Of the entries below, return exactly those lines that fall between the one containing "Find the roof;" and the one containing "pixel 569 124", the two end lines included.

**INFORMATION GIVEN**
::::
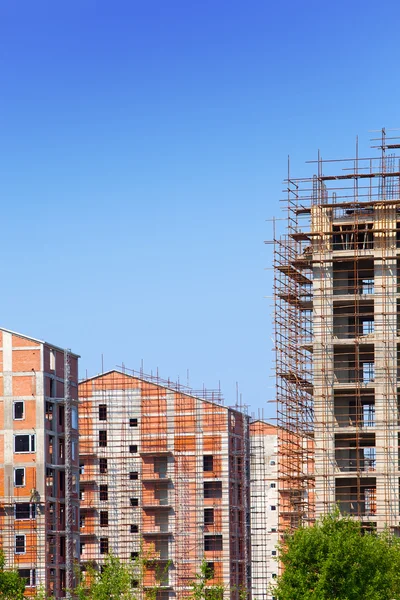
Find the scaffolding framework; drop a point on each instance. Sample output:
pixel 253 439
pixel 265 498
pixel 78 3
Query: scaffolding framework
pixel 337 291
pixel 164 475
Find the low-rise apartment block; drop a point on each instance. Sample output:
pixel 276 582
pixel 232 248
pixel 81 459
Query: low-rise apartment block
pixel 165 473
pixel 39 506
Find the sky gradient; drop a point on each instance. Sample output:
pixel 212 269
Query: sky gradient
pixel 143 148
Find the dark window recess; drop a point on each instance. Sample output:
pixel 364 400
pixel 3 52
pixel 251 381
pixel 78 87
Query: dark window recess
pixel 103 545
pixel 208 516
pixel 210 570
pixel 19 544
pixel 208 463
pixel 24 443
pixel 29 575
pixel 61 481
pixel 213 489
pixel 18 410
pixel 104 492
pixel 19 476
pixel 62 546
pixel 24 510
pixel 212 542
pixel 61 413
pixel 102 439
pixel 104 518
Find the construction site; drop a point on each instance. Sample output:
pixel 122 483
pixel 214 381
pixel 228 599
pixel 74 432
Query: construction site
pixel 164 473
pixel 39 482
pixel 336 292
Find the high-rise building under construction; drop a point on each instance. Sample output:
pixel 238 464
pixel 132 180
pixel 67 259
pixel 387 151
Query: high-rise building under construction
pixel 337 291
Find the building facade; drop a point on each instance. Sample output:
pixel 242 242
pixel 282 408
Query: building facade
pixel 165 474
pixel 39 506
pixel 337 291
pixel 264 502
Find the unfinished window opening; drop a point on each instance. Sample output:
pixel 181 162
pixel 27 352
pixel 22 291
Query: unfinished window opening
pixel 103 489
pixel 208 463
pixel 208 516
pixel 104 518
pixel 24 443
pixel 20 544
pixel 212 489
pixel 19 476
pixel 213 543
pixel 18 410
pixel 24 511
pixel 103 545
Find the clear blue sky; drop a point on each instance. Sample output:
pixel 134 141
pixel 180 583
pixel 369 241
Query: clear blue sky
pixel 143 147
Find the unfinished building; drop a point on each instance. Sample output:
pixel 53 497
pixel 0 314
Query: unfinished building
pixel 264 499
pixel 164 471
pixel 337 291
pixel 39 506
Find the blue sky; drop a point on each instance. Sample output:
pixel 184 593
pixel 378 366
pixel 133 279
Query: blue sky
pixel 143 148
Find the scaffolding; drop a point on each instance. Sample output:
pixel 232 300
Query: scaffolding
pixel 337 291
pixel 163 476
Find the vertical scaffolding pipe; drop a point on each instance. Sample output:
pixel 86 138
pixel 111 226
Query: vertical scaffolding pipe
pixel 69 573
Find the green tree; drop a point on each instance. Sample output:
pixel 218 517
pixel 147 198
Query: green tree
pixel 337 559
pixel 115 581
pixel 12 586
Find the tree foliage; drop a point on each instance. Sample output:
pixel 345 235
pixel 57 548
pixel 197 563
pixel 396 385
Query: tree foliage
pixel 337 559
pixel 113 582
pixel 12 586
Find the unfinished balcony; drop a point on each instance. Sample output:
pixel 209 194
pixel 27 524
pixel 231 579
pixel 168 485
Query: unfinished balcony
pixel 354 278
pixel 354 410
pixel 351 237
pixel 354 366
pixel 355 453
pixel 155 469
pixel 353 321
pixel 156 496
pixel 356 497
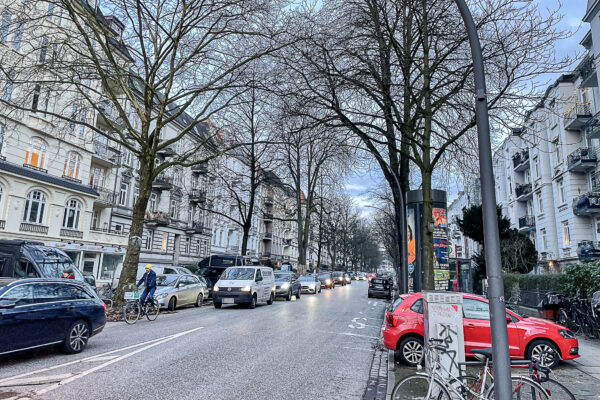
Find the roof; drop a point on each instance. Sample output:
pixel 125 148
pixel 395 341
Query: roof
pixel 45 177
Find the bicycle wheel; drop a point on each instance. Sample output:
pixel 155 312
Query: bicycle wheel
pixel 417 387
pixel 152 311
pixel 523 388
pixel 557 390
pixel 131 312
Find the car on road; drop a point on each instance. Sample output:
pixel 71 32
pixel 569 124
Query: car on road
pixel 339 278
pixel 380 287
pixel 45 312
pixel 310 284
pixel 287 284
pixel 174 291
pixel 528 337
pixel 326 279
pixel 250 285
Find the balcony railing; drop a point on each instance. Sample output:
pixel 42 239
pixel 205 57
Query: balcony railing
pixel 106 153
pixel 157 218
pixel 527 222
pixel 587 204
pixel 26 227
pixel 582 160
pixel 523 191
pixel 577 116
pixel 72 233
pixel 521 160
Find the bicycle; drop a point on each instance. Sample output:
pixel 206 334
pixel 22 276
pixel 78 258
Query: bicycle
pixel 133 309
pixel 434 385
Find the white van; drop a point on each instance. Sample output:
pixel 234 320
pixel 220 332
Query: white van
pixel 250 285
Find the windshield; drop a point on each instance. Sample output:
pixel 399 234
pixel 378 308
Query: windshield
pixel 52 262
pixel 238 274
pixel 166 280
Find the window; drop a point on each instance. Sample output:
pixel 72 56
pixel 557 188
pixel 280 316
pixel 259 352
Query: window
pixel 35 155
pixel 18 36
pixel 123 194
pixel 72 213
pixel 72 164
pixel 173 212
pixel 9 85
pixel 35 207
pixel 561 190
pixel 43 50
pixel 566 234
pixel 5 25
pixel 476 309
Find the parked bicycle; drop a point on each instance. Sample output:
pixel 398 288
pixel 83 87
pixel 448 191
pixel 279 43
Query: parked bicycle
pixel 435 384
pixel 133 310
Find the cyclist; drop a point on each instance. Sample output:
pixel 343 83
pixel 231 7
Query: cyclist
pixel 149 281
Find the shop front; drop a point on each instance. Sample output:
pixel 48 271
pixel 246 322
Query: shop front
pixel 100 261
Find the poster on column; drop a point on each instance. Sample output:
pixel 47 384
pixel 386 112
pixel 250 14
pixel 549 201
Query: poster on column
pixel 440 248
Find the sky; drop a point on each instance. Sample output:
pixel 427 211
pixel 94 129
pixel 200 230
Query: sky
pixel 359 183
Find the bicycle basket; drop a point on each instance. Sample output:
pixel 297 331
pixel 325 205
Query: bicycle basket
pixel 132 295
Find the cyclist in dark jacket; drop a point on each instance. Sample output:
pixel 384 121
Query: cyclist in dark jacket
pixel 149 281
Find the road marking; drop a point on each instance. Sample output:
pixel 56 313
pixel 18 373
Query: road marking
pixel 106 364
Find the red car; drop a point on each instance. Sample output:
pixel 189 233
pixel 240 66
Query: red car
pixel 528 337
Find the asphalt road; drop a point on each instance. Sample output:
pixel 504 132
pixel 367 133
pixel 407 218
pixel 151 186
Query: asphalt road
pixel 320 346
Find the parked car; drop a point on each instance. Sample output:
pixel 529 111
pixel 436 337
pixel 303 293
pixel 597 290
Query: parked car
pixel 250 285
pixel 326 279
pixel 174 291
pixel 287 284
pixel 339 278
pixel 528 337
pixel 380 287
pixel 212 267
pixel 46 312
pixel 310 284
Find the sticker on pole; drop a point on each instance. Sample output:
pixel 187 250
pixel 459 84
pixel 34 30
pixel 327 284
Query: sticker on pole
pixel 132 296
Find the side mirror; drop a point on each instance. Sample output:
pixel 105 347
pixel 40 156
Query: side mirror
pixel 6 304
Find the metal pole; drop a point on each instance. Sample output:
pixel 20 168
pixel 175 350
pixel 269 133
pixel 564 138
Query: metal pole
pixel 502 383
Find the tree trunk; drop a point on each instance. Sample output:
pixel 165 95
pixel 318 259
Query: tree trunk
pixel 132 256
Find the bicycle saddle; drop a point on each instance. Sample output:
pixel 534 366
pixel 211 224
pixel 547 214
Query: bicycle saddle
pixel 487 353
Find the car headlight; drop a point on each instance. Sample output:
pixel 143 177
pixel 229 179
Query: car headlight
pixel 567 334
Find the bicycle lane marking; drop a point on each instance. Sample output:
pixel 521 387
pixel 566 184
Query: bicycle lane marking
pixel 68 380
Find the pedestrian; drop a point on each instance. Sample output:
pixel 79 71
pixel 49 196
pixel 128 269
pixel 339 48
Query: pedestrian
pixel 149 281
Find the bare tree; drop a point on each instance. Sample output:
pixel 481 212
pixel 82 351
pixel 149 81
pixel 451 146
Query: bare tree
pixel 130 69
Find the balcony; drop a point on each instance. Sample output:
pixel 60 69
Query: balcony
pixel 71 233
pixel 582 160
pixel 523 192
pixel 105 155
pixel 195 227
pixel 587 204
pixel 197 196
pixel 163 182
pixel 106 198
pixel 201 169
pixel 26 227
pixel 577 116
pixel 587 70
pixel 521 160
pixel 157 219
pixel 527 223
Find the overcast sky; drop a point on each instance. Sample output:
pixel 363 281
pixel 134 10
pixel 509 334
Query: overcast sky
pixel 359 183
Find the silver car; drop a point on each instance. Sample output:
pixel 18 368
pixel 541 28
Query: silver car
pixel 173 291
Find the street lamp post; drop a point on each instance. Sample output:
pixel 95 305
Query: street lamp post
pixel 502 383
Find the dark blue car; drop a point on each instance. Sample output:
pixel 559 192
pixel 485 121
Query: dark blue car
pixel 45 312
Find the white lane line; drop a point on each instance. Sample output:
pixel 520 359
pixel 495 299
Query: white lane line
pixel 87 359
pixel 106 364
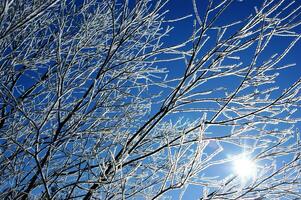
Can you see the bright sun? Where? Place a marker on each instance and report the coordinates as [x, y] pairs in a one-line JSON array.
[[245, 168]]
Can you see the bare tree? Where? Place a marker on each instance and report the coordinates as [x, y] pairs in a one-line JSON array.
[[87, 110]]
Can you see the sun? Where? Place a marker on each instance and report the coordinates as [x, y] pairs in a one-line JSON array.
[[245, 168]]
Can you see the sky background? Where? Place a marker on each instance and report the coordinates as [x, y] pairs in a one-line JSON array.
[[239, 10]]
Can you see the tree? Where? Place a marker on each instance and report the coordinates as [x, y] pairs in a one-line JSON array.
[[89, 111]]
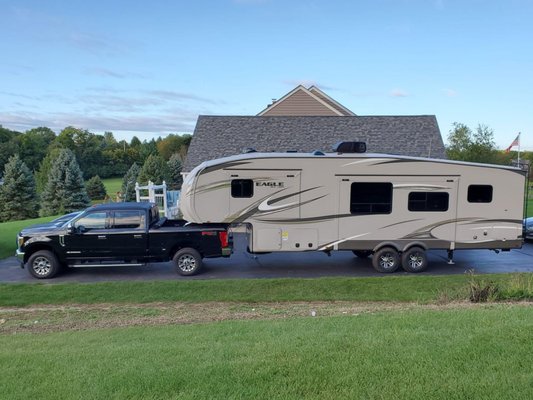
::::
**SOLUTION TO THE EXERCISE**
Find the roof; drop a point on each instance. Sample output:
pixel 125 148
pixel 395 341
Query: roof
pixel 45 177
Find the bicycle wheel; drop a point on each instance. Sample output:
pixel 155 312
Query: bicycle wheel
pixel 417 387
pixel 152 311
pixel 523 388
pixel 557 390
pixel 131 312
Find the car on road; drop a point on each instance. Sample output:
pixel 71 32
pixel 569 124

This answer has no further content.